- _IL TUO OBIETTIVO_
Per favore, cita per intero e senza modifiche il brano sullo studio EpiWe riportato qui sotto.

- _BRANO ESTRATTO_

------------------------------------------------------------------------

Lo studio pilota EpiWe, pubblicato nel 2023 e di cui l’Iss è l’ente promotore in collaborazione con l’Università degli studi di Milano e la Fondazione Cà Granda dell’Ospedale Maggiore Policlinico di Milano, aveva già dimostrato che la violenza è in grado di alterare a livello epigenetico i geni delle donne vittime di violenza, modificandone cioè non la struttura ma l’espressione. “Quei risultati preliminari, che erano stati ottenuti analizzando un pannello di 10 geni – spiega Simona Gaudi, coordinatrice di EpiWe e ricercatrice del Dipartimento Ambiente e Salute -, sono stati il punto di partenza per lo sviluppo dello studio multicentrico, che prende il via grazie all’accordo di collaborazione tra il Ministero della salute-Centro nazionale per la prevenzione ed il controllo delle malattie (Ccm) e l’Iss. L’azione centrale del Ministero permetterà di avere un numero maggiore di donne da arruolare nella ricerca, per riuscire a studiare il profilo epigenetico non di pochi geni, come è stato fino ad ora, ma dell’intero genoma. E di farlo con continuità, nel tempo avviando programmi di follow up: invitando le donne a donare nel corso del primo incontro dopo la violenza un campione biologico da analizzare, e anche a tornare a farlo ancora”.

------------------------------------------------------------------------

- _I DATI_
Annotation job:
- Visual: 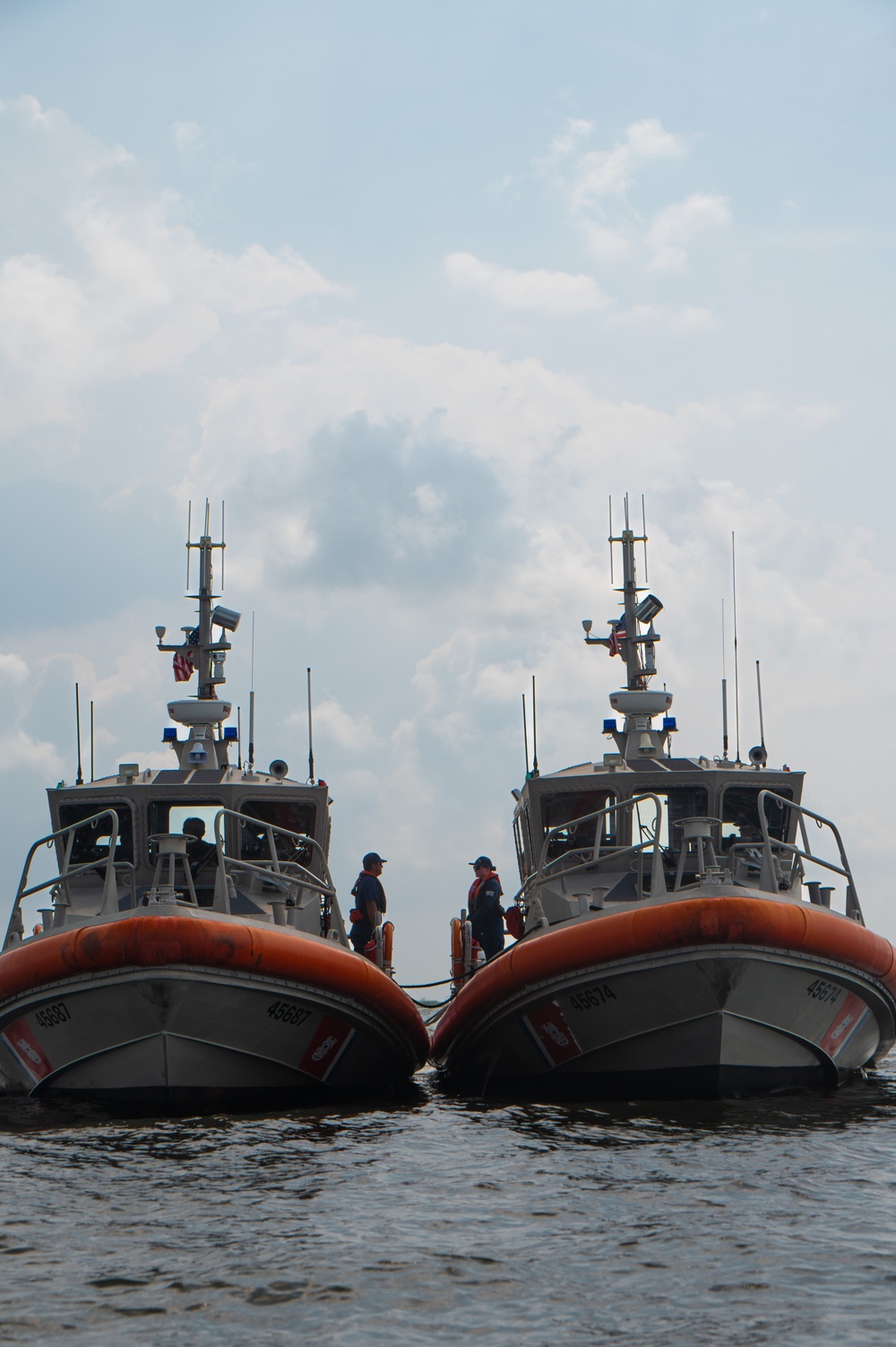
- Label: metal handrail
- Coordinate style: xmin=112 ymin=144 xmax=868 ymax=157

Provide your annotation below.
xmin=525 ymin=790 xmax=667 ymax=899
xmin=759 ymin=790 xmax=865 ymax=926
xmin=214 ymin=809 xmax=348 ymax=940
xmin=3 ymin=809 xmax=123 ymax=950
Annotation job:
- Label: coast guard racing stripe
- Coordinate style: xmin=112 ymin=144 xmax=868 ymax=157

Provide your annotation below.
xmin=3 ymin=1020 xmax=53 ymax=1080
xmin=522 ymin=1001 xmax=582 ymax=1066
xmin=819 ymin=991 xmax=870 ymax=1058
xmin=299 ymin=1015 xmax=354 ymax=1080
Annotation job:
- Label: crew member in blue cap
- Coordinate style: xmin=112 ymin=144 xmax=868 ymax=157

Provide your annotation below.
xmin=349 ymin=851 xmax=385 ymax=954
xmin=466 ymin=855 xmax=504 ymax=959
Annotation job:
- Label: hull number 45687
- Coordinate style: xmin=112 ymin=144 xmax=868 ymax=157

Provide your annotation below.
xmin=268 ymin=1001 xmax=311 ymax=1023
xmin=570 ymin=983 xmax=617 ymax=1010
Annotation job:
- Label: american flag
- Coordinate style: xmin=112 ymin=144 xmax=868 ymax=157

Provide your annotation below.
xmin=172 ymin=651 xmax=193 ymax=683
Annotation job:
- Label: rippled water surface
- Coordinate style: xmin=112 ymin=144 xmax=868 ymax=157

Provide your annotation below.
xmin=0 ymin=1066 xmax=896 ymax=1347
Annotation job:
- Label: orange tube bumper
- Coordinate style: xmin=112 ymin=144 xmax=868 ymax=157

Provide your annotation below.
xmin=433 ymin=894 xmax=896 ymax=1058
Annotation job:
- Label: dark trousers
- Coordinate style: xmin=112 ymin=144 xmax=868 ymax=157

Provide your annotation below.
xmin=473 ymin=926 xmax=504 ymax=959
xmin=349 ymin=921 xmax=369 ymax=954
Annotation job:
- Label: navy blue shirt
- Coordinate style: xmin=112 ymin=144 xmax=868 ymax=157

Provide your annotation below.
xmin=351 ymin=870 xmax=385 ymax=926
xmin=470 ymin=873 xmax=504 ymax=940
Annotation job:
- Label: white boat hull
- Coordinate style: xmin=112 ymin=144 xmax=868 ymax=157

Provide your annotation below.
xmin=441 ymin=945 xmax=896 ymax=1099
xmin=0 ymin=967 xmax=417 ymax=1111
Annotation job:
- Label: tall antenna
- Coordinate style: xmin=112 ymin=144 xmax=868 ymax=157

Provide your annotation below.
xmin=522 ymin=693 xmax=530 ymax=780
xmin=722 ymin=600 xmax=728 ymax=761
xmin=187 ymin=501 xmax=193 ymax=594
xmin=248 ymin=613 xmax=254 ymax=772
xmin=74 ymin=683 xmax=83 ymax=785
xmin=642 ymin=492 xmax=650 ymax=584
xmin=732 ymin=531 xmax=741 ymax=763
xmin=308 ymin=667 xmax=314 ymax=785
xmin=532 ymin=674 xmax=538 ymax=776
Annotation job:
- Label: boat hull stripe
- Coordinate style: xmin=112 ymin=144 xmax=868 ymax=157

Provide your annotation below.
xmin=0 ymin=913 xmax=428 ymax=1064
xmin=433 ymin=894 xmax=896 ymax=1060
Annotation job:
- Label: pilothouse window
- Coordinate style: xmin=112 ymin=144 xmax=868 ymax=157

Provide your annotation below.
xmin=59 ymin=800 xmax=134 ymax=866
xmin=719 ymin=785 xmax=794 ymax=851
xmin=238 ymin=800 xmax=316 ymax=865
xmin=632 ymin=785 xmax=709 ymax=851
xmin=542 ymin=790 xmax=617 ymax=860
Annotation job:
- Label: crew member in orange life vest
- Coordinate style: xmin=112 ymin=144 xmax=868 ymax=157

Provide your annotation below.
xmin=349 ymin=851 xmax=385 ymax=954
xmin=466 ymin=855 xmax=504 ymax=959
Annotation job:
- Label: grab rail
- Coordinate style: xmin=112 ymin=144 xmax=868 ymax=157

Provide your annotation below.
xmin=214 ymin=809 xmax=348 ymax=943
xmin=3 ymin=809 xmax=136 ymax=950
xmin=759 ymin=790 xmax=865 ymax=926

------------------------------------------------------------------------

- _SPAZIO RISPOSTA_
Lo studio pilota EpiWe, pubblicato nel 2023 e di cui l’Iss è l’ente promotore in collaborazione con l’Università degli studi di Milano e la Fondazione Cà Granda dell’Ospedale Maggiore Policlinico di Milano, aveva già dimostrato che la violenza è in grado di alterare a livello epigenetico i geni delle donne vittime di violenza, modificandone cioè non la struttura ma l’espressione. “Quei risultati preliminari, che erano stati ottenuti analizzando un pannello di 10 geni – spiega Simona Gaudi, coordinatrice di EpiWe e ricercatrice del Dipartimento Ambiente e Salute -, sono stati il punto di partenza per lo sviluppo dello studio multicentrico, che prende il via grazie all’accordo di collaborazione tra il Ministero della salute-Centro nazionale per la prevenzione ed il controllo delle malattie (Ccm) e l’Iss. L’azione centrale del Ministero permetterà di avere un numero maggiore di donne da arruolare nella ricerca, per riuscire a studiare il profilo epigenetico non di pochi geni, come è stato fino ad ora, ma dell’intero genoma. E di farlo con continuità, nel tempo avviando programmi di follow up: invitando le donne a donare nel corso del primo incontro dopo la violenza un campione biologico da analizzare, e anche a tornare a farlo ancora”.